(Beginning of RECORDS SHOWN)

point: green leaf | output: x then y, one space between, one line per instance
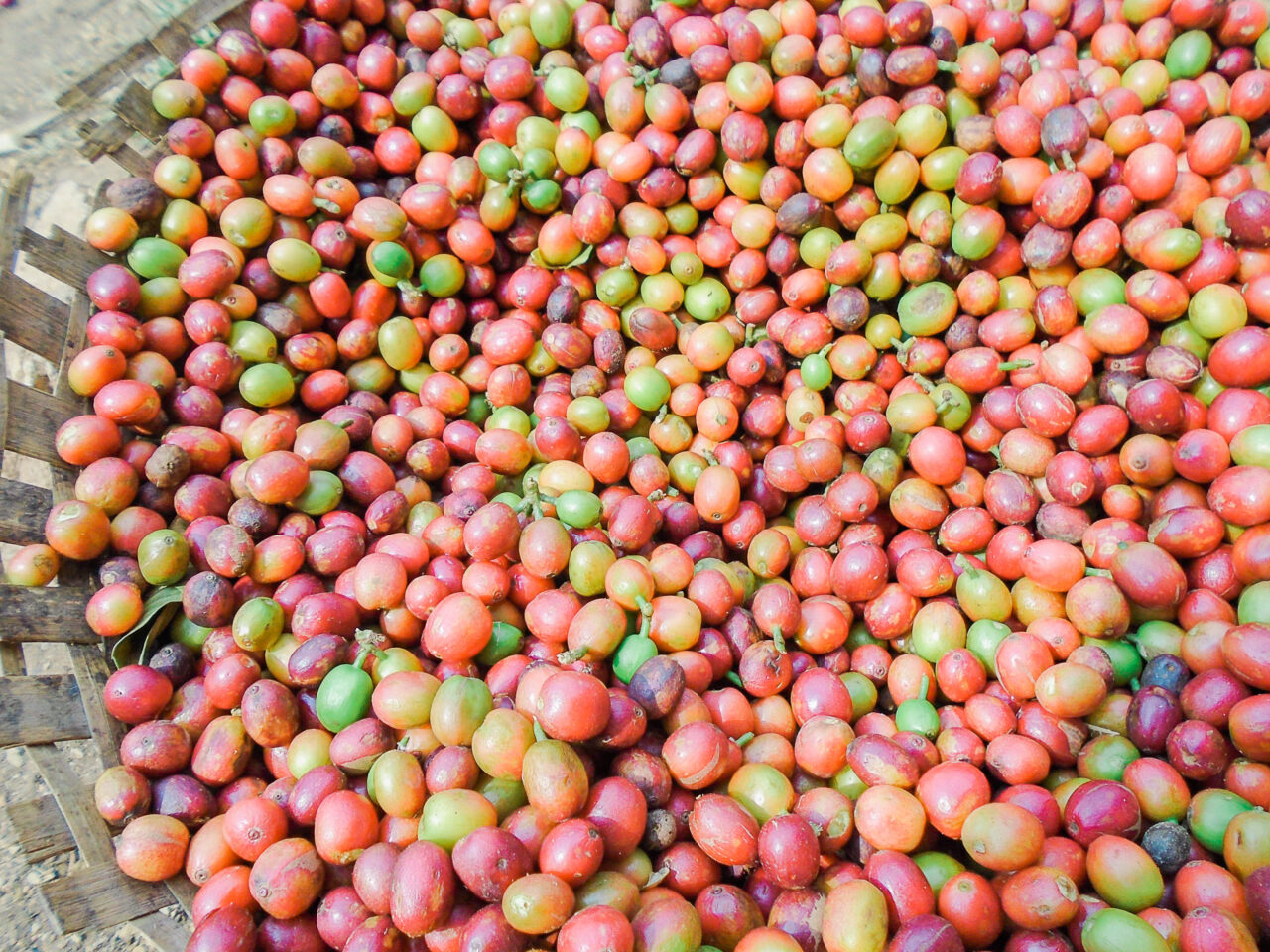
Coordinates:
157 613
536 258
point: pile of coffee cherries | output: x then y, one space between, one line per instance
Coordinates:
625 476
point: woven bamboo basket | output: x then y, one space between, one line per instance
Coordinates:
121 135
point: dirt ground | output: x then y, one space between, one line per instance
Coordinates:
45 45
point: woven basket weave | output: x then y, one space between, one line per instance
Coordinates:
39 710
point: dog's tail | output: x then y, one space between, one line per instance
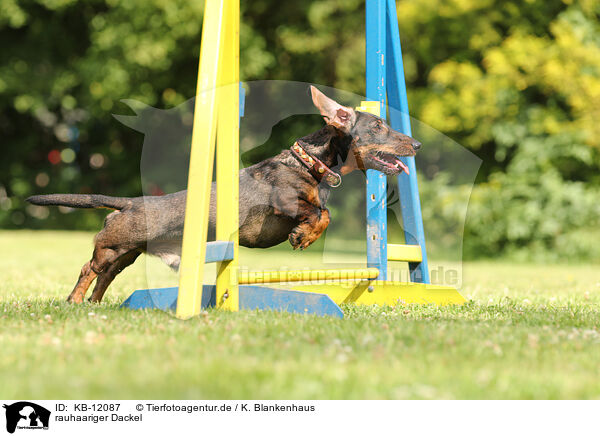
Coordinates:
85 201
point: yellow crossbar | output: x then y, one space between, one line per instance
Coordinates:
255 277
405 253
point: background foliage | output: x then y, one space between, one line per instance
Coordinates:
516 82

(End of RECORDS SHOWN)

## PROBLEM TO WORK ON
Repeat each record as given. No picture belongs in the copy.

## ANSWER SECTION
point: green leaf | output: x then y, one space between, one line per instance
Coordinates:
157 613
536 258
point: pile of coffee cherries | output: x then y, one space between, one line per instance
Coordinates:
625 476
point: woven bamboo basket | output: x then y, one space between, one line per instance
Coordinates:
121 135
point: dirt ground | output: x then y, one space between, one line per instance
Coordinates:
45 45
point: woven basket weave | output: x then y, one space between, one line per instance
Coordinates:
39 710
point: dog's tail | output: x then y, one space between, one line per instance
Coordinates:
85 201
point: yellow crossbar | output: x then y, one space between, one line per instance
Coordinates:
255 277
405 253
point: background foliage | output: x then y, one space between, one line per instance
Coordinates:
516 82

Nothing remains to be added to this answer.